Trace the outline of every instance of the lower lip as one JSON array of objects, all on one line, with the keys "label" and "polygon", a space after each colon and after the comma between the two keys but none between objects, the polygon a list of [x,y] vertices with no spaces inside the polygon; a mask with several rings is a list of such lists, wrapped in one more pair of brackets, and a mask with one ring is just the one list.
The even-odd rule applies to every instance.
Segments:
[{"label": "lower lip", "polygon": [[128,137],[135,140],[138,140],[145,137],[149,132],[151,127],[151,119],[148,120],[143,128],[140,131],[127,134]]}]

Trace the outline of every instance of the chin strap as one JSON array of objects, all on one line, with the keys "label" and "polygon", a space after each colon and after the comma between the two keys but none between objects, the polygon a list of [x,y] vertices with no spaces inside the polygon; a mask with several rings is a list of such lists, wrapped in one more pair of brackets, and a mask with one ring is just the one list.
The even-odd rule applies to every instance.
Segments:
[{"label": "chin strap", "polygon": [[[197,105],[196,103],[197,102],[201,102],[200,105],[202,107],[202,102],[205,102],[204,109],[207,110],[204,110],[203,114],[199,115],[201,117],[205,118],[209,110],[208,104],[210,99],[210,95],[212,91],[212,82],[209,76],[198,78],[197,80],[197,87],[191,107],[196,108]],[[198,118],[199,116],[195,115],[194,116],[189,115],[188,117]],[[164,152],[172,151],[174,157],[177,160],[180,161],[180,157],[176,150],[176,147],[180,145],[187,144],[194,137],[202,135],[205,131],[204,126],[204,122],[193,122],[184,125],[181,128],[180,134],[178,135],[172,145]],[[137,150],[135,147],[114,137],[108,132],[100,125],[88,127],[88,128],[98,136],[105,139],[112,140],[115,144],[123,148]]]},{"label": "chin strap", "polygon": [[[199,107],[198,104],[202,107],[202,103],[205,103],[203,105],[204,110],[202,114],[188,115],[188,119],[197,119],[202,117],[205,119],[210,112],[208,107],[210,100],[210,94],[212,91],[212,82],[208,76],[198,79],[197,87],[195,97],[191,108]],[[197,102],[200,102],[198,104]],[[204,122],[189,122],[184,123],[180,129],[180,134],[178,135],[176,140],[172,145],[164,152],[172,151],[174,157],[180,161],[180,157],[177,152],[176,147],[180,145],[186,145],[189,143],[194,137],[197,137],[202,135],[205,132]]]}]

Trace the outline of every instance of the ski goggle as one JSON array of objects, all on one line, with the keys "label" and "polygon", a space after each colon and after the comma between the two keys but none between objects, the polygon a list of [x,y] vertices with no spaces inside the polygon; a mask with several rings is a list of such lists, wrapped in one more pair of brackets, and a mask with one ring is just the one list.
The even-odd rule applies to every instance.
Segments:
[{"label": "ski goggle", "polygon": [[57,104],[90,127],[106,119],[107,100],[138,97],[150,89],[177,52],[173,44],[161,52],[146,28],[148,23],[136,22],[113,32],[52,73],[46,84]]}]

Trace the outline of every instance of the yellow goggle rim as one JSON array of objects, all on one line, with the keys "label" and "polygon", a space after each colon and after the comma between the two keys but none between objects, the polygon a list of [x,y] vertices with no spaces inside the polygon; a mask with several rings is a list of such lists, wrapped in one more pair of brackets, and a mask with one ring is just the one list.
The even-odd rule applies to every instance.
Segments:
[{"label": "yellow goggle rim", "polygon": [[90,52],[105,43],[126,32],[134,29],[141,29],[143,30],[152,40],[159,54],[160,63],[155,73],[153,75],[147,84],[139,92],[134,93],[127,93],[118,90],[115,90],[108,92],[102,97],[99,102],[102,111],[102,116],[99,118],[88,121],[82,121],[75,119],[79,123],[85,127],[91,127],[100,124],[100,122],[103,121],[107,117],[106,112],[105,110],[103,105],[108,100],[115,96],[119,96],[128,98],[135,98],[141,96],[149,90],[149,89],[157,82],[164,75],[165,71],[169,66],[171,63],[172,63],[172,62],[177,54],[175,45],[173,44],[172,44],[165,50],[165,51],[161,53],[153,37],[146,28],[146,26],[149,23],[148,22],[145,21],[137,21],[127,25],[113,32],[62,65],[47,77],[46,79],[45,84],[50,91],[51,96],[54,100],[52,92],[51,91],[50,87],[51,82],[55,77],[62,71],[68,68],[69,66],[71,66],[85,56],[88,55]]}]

• • • • •

◆ EXERCISE OBJECTIVE ◆
Rewrite all the entries above as a two-column CSV with the columns instruction and segments, one row per entry. Put each entry's text under instruction and its answer under segments, wrapping every field in double quotes and turning line breaks into spaces.

◆ SOLVED PROBLEM ◆
instruction,segments
"Trace the outline of every instance of the lower lip as one JSON array of objects, all on one line, with the keys ""label"" and ""polygon"", a space after each colon and after the comma between the two keys but none between objects, the polygon a list of [x,y] vertices with no spaces inside the polygon; a mask with several rings is a list of such lists, wrapped in one more pair of brackets, and a mask with one ring is just the one list. The even-odd rule applies to every instance. Segments:","[{""label"": ""lower lip"", ""polygon"": [[128,137],[135,140],[138,140],[145,137],[149,132],[151,127],[151,119],[148,120],[143,128],[140,131],[127,134]]}]"
"Trace the outline of every instance of the chin strap as one JSON array of objects, all on one line, with the keys ""label"" and ""polygon"", a space after each colon and after the comma between the two keys but none between objects, the polygon a list of [x,y] vertices with no spaces inside the polygon; a mask with several rings is a list of such lists, wrapped in one more pair of brackets, and a mask with one ring is just the one list. The even-odd rule applies to every instance. Segments:","[{""label"": ""chin strap"", ""polygon"": [[[197,105],[196,103],[197,102],[201,102],[200,105],[202,107],[202,102],[205,102],[204,109],[207,110],[204,110],[203,114],[199,115],[201,117],[205,118],[209,110],[208,104],[210,99],[210,95],[212,91],[212,82],[209,76],[198,78],[197,80],[197,87],[191,107],[196,108]],[[198,118],[199,116],[195,115],[194,116],[189,115],[188,117]],[[164,152],[172,151],[174,157],[177,160],[180,161],[180,157],[176,150],[176,147],[180,145],[187,144],[194,137],[202,135],[205,131],[204,126],[204,122],[193,122],[184,125],[181,128],[180,134],[178,135],[172,145]],[[137,150],[135,147],[114,137],[108,132],[100,125],[88,127],[88,128],[98,136],[105,139],[112,140],[115,144],[123,148]]]},{""label"": ""chin strap"", ""polygon"": [[[199,107],[198,104],[202,107],[202,103],[205,103],[203,105],[204,110],[202,114],[188,115],[188,119],[197,119],[202,117],[205,119],[210,112],[208,107],[210,100],[210,94],[212,91],[212,82],[208,76],[198,79],[197,87],[195,97],[191,108]],[[197,102],[200,102],[198,104]],[[204,122],[189,122],[184,123],[180,129],[180,134],[178,135],[176,140],[172,145],[164,152],[172,151],[174,157],[180,161],[180,157],[177,152],[176,147],[180,145],[186,145],[189,143],[194,137],[197,137],[202,135],[205,132]]]}]"
"Trace the outline of every instance of the ski goggle as one JSON array of objects, all on one line, with the keys ""label"" and ""polygon"", a space after each colon and after the comma between the two keys but none between objects, the polygon a list of [x,y] vertices with no spaces inside the polygon; a mask with several rings is a list of such lists, wrapped in one more pair of brackets, and a mask with one ring is just the one list. The even-odd rule applies to every instance. Segments:","[{""label"": ""ski goggle"", ""polygon"": [[57,104],[90,127],[106,119],[107,100],[138,97],[150,89],[177,52],[173,44],[161,52],[146,28],[148,23],[136,22],[113,32],[52,73],[46,84]]}]"
"Trace the outline of every instance of the yellow goggle rim as one JSON array of objects, all on one line, with the keys ""label"" and ""polygon"", a space after each colon and after the comma between the two keys but none between objects, the polygon a list of [x,y] vertices with no spaces inside the polygon; a mask with several rings is a list of such lists, wrapped in one more pair of brackets, and a mask with one ring is just the one list. The even-odd rule applies to every instance. Segments:","[{""label"": ""yellow goggle rim"", ""polygon"": [[90,52],[105,43],[126,32],[134,29],[141,29],[143,30],[152,40],[159,54],[160,63],[155,73],[153,75],[147,84],[139,92],[134,93],[127,93],[118,90],[115,90],[108,92],[102,97],[99,102],[102,111],[102,116],[99,118],[88,121],[82,121],[75,119],[79,123],[85,127],[91,127],[100,124],[100,122],[103,121],[107,117],[106,112],[105,110],[103,105],[108,100],[115,96],[119,96],[128,98],[135,98],[141,96],[149,90],[149,89],[157,82],[164,75],[165,71],[169,66],[171,63],[172,63],[172,62],[177,54],[175,45],[173,44],[172,44],[165,50],[165,51],[161,53],[153,37],[146,28],[146,26],[149,23],[148,22],[145,21],[137,21],[127,25],[113,32],[62,65],[47,77],[46,79],[45,84],[50,91],[51,96],[54,100],[52,92],[51,91],[50,87],[51,82],[55,77],[62,71],[68,68],[69,66],[71,66],[85,56],[88,55]]}]"